Given text>
======

Litkowski, et al.       Expires 18 September 2024               [Page 7]
Internet-Draft                 state-sync                     March 2024

   In the figure above, the requirement is to create two link-disjoint
   LSPs: PCC1->PCC2 and PCC3->PCC4.  In the topology, all links cost
   metric is set to 1 except for the link 'R1-R2' which has a metric of
   10.  The PCEs are responsible for the path computation and PCE1 is
   the active primary PCE for all PCCs in the nominal case.

   The rest of this section lists various scenarios for illustrative
   purposes, there are many other cases where the solution defined in
   this document is applicable.

   Scenario 1:

   In the normal case (PCE1 as active primary PCE), consider that
   PCC1->PCC2 LSP is configured first with the link disjointness
   constraint, PCE1 sends a PCUpd message to PCC1 with the ERO:
   R1->R3->R4->R2->PCC2 (shortest path).  PCC1 signals and installs the
   path.  When PCC3->PCC4 is configured, the PCEs already knows the path
   of PCC1->PCC2 and can compute a link-disjoint path: the solution
   requires to move PCC1->PCC2 onto a new path to let room for the new
   LSP.  PCE1 sends a PCUpd message to PCC1 with the new ERO:
   R1->R2->PCC2 and a PCUpd to PCC3 with the following ERO:
   R3->R4->PCC4.  In the normal case, there is no issue for PCE1 to
   compute a link-disjoint path.

   Scenario 2:

   Consider that PCC1 lost its PCEP session with PCE1 (all other PCEP
   sessions are UP).  PCC1 delegates its LSP to PCE2.

======

Supplied records>
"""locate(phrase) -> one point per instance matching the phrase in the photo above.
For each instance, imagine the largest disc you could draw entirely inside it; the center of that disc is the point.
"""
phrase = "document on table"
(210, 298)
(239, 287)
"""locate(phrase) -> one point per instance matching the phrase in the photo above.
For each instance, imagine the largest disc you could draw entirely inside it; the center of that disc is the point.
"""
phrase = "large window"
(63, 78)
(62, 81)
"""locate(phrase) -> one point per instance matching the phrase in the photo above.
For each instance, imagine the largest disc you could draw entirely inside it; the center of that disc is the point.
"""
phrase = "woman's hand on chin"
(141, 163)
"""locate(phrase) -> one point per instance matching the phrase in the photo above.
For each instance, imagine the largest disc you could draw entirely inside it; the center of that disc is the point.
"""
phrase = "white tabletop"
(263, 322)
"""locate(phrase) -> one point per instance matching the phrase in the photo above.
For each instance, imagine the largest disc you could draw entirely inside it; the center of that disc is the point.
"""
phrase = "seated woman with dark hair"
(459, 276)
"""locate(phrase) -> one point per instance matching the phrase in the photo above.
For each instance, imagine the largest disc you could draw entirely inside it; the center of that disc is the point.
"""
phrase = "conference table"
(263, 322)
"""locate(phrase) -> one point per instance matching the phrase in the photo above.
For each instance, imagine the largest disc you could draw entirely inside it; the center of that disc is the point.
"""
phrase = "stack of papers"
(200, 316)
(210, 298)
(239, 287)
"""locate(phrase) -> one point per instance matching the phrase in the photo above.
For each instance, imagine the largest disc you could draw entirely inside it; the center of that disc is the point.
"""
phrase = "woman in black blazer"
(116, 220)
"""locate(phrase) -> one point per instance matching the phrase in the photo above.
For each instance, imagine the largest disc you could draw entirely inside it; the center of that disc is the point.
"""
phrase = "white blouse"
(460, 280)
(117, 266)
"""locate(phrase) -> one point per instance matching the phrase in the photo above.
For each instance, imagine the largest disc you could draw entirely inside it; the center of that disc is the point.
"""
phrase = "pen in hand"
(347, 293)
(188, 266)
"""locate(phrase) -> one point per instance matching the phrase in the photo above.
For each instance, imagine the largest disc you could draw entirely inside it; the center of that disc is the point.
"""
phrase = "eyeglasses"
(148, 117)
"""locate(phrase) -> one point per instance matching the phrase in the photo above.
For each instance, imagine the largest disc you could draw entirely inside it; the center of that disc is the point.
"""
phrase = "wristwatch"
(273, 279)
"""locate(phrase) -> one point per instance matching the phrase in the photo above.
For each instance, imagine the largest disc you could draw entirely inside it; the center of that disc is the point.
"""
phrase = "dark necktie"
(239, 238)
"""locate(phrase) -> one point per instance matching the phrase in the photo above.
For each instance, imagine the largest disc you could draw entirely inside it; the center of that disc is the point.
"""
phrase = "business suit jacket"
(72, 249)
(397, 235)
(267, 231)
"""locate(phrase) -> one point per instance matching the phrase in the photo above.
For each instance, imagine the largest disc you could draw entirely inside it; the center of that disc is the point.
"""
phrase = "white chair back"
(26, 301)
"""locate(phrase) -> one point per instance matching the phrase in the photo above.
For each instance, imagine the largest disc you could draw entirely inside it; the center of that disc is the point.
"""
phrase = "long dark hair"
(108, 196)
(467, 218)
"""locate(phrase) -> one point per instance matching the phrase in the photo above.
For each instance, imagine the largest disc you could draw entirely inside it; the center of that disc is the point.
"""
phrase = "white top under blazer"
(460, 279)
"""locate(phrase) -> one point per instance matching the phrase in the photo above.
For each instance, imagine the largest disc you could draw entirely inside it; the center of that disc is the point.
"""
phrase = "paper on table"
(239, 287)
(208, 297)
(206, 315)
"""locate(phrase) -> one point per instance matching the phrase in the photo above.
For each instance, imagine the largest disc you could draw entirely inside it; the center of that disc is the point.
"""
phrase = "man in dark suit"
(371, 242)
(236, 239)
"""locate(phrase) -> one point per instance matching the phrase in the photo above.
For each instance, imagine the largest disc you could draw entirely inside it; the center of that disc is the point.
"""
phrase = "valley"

======

Problem 1> In the state-sync excerpt, what metric is set on the link 'R1-R2'?
Problem 2> Please continue the state-sync excerpt after its last sentence.
The listing has no role in this exercise.

Final result 1> 10

Final result 2>
             +----------+
             |   PCC1   |  LSP: PCC1->PCC2
             +----------+
                     \
                      \ D=1
      +---------+    +---------+
      |  PCE1   |    |  PCE2   |
      +---------+    +---------+
          D=1 \       / D=0
               \     /
             +----------+
             |   PCC3   |  LSP: PCC3->PCC4
             +----------+

   Consider that the PCC1->PCC2 LSP is configured first with the link
   disjointness constraint, PCE2 (which is the new active primary PCE
   for PCC1) sends a PCUpd message to PCC1 with the ERO:
   R1->R3->R4->R2->PCC2 (shortest path).  When PCC3->PCC4 is configured,
   PCE1 is not aware of LSPs from PCC1 any more, so it cannot compute a

Litkowski, et al.       Expires 18 September 2024               [Page 8]
Internet-Draft                 state-sync                     March 2024

   disjoint path for PCC3->PCC4 and will send a PCUpd message to PCC3
   with the shortest path ERO: R3->R4->PCC4.  When PCC3->PCC4 LSP will
   be reported to PCE2 by PCC3, PCE2 will ensure disjointness
   computation and will correctly move PCC1->PCC2 (as it owns delegation
   for this LSP) on the following path: R1->R2->PCC2.  With this
   sequence of event and these PCEP sessions, disjointness is ensured.

   Scenario 3:

             +----------+
             |   PCC1   |  LSP: PCC1->PCC2
             +----------+
               /     \
          D=1 /       \ D=0
      +---------+    +---------+
      |  PCE1   |    |  PCE2   |
      +---------+    +---------+
                      / D=1
                     /
             +----------+
             |   PCC3   |  LSP: PCC3->PCC4
             +----------+

   Consider the above PCEP sessions and the PCC1->PCC2 LSP is configured
   first with the link disjointness constraint, PCE1 computes the
   shortest path as it is the only LSP in the disjoint association group
   that it is aware of: R1->R3->R4->R2->PCC2 (shortest path).  When
   PCC3->PCC4 is configured, PCE2 must compute a disjoint path for this
   LSP.  The only solution found is to move PCC1->PCC2 LSP on another
   path, but PCE2 cannot do it as it does not have delegation for this
   LSP.  In this set-up, PCEs are not able to find a disjoint path.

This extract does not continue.